▶ **Extrahierter Text**
....................

Der arbeitsrechtliche Schwerbehindertenschutz kann u.U. vollständigen entzogen werden, beispielsweise bei einer mangelnden Mitwirkung des schwerbehinderten Arbeitnehmers an Rehabilitationsmaßnahmen oder Versuchen der Eingliederung in das Berufsleben.

Was ist beim Grad der Behinderung zu beachten?

Ab einem Grad der Behinderung von 50 gilt der Betroffene nach SGB IX als schwerbehinderter Mensch. Schwerbehinderte Menschen müssen sich im Bundesgebiet aufhalten oder im Bundesgebiet einer Beschäftigung als Arbeitnehmer nachgehen. Auch Menschen mit einer anderen Staatsangehörigkeit können eine Schwerbehinderung beantragen.

Menschen, deren Grad der Behinderung unterhalb von 50 liegt, gelten nicht als schwerbehindert und können den arbeitsrechtlichen Schwerbehindertenschutz nicht in vollem Umfang in Anspruch nehmen. Ab einem GdB von 30 kann jedoch eine Gleichstellung mit einem Schwerbehinderen beantragt werden. Eine automatische Gleichstellung erfolgt nicht.

Muss ein Betrieb Schwerbehinderte einstellen?

Betriebe mit mindestens 20 Arbeitsplätzen müssen Schwerbehinderte einstellen. Der Arbeitgeber hat in diesem Zusammenhang zu prüfen, ob er einen freien Arbeitsplatz mit einem Schwerbehinderten besetzen kann (§ 71 Abs. 1 SGB IX). Generell müssen auf 5 % der Jahresarbeitsplätze Schwerbehinderte beschäftigt werden. Sich bei der Berechnung ergebende Bruchteile von 0,5 sind gemäß § 74 Abs. 2 SGB IX aufzurunden.

....................

▶ **Aufgabenstellung**
Führen Sie den Text zum arbeitsrechtlichen Schwerbehindertenschutz im gleichen Stil weiter, beginnend nach seinem letzten Satz.

....................

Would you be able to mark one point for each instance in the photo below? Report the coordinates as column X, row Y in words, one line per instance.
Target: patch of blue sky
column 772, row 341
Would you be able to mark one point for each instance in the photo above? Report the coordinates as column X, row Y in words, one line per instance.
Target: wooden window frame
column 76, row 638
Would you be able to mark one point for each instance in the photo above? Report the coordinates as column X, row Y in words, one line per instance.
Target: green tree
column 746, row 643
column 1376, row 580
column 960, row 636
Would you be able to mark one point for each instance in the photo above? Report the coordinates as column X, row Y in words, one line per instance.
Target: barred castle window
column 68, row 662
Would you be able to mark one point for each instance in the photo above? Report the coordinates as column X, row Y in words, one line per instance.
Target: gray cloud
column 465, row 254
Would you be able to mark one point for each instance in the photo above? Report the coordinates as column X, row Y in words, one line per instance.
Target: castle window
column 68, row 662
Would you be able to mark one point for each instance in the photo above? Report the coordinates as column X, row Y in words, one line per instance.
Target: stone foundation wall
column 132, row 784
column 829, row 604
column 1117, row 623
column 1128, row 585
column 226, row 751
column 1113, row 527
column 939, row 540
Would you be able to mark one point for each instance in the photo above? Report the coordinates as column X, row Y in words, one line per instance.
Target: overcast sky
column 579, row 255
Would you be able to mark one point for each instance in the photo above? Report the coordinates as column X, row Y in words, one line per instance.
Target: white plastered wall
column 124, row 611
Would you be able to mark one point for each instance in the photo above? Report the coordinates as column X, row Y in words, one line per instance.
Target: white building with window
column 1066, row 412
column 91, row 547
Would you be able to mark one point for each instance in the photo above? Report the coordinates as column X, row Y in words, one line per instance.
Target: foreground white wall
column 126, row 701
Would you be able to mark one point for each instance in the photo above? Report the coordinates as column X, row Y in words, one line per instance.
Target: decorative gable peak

....................

▶ **Lösung**
Genügt ein Arbeitgeber dieser Einstellungspflicht nicht, weil keine geeigneten Bewerber vorhanden sind, so muss er eine Ausgleichsabgabe an einen Ausgleichsfond bezahlen.

Detaillierte Informationen zur Quotenregelung finden Sie hier: Pflichtquote für die Beschäftigung Schwerbehinderter.

Welche Schutzrechte haben Schwerbehinderte?

Schwerbehinderte sowie Gleichgestellte sind vom Arbeitgeber so zu beschäftigen, dass sie ihre Fähigkeiten und Kenntnisse optimal einsetzen und verwerten sowie weiterentwickeln können. Andernfalls hat der Schwerbehinderte einen Schadensersatzanspruch.

Menschen mit Behinderungen haben einen Anspruch auf einen leidensgerechten Arbeitsplatz. Bei schwerbehinderten Beschäftigten ist außerdem ein Präventionsmanagement durchzuführen.

Schwerbehinderte haben weiterhin Anspruch auf einen bezahlten Zusatzurlaub von fünf Arbeitstagen bei einer Fünftagearbeitswoche. Der Anspruch erhöht bzw. verringert sich, wenn eine abweichende Anzahl von Arbeitstagen pro Woche bestehen sollte. Dieser Anspruch besteht nicht bei Gleichgestellten.

Schwerbehinderte müssen so entlohnt werden wie gesunde Arbeitnehmer. Sie haben das Recht, Mehrarbeit zu leisten, sind aber nicht dazu verpflichtet, sondern werden auf Verlangen hiervon freigestellt. Es genügt der Nachweis der Schwerbehinderteneigenschaft bzw. der Gleichstellung.

Die Arbeitgeber müssen die Einrichtung von Teilzeitarbeitsstellen für Schwerbehinderte fördern.

Besteht ein Arbeitsverhältnis länger als sechs Monate, so ist die ordentliche oder außerordentliche Kündigung nur mit Zustimmung des Integrationsamtes zulässig (§ 90 SGB IX). Dies gilt auch für Arbeitnehmer in Kleinbetrieben, auf die das KSchG nicht anwendbar ist. Die Kündigungsfrist wird auf mindestens 4 Wochen verlängert (§ 86 SGB IX).

Die Kündigung eines schwerbehinderten Menschen ohne vorherige Beteiligung der Schwerbehindertenvertretung ist unwirksam.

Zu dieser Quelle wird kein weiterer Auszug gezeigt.